Texto do documento:

O Carnaval é uma época bem propícia para isso. Este ano ele foi cancelado
oficialmente, só que não. De uma forma ou de outra, a folia está rolando. Parte porque o
povo tem de se virar e fazer a economia informal acontecer, parte porque o turismo e o
mundo do entretenimento têm de sobreviver, ou simplesmente porque muitos não
conseguem mais viver tolhidos de fantasia, de liberdade e sem esse tipo de alegria. Tem
um monte de gente por aí cheia de brilho, empetecada com adereços ultra coloridos e
maquiagens exageradas, se arrepiando ao som de alguma bateria e desejando, de verdade,
“que a paz vença a guerra e que viver seja só festejar”.
Embora muitos reprovem ou simplesmente não suportem esta festa, não se pode
negar a dimensão do evento na vida de qualquer brasileiro. A começar pelo fato de ser
um feriadão, no qual nada funciona direito. Não tem escola, não tem banco, não tem
serviço público aberto. A data passou a ser um importante marco cultural de proporções
astronômicas que caracteriza nossa nação.

O que se pede: Transcreva sem alterações o trecho do texto sobre o Carnaval que vai de "Embora muitos reprovem" a "caracteriza nossa nação.", inclusive.

Registros de dados armazenados:
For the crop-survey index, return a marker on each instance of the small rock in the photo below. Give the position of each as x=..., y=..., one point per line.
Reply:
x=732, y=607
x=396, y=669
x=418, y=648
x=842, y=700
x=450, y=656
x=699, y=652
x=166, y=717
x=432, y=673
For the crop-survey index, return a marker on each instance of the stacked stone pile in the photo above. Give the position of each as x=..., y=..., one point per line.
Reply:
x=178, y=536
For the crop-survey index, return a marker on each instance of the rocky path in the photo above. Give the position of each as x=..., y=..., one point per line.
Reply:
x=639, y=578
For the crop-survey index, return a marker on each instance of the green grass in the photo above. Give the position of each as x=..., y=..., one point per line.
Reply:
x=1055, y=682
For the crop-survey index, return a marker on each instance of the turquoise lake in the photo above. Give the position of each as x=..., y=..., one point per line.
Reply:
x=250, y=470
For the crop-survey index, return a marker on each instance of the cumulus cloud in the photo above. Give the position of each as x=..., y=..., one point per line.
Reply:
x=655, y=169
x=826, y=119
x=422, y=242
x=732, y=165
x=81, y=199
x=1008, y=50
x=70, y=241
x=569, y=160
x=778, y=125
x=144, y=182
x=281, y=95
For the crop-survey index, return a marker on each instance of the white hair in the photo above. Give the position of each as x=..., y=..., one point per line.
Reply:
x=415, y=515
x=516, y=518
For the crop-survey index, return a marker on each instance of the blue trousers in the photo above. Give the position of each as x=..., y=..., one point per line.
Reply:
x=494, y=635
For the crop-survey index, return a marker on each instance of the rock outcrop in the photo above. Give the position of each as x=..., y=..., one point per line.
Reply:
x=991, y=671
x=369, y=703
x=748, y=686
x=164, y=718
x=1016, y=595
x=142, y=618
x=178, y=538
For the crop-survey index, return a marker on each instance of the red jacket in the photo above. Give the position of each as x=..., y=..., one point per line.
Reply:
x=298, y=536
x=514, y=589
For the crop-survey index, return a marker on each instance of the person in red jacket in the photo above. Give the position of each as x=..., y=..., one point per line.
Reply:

Resolução da tarefa:
Embora muitos reprovem ou simplesmente não suportem esta festa, não se pode
negar a dimensão do evento na vida de qualquer brasileiro. A começar pelo fato de ser
um feriadão, no qual nada funciona direito. Não tem escola, não tem banco, não tem
serviço público aberto. A data passou a ser um importante marco cultural de proporções
astronômicas que caracteriza nossa nação.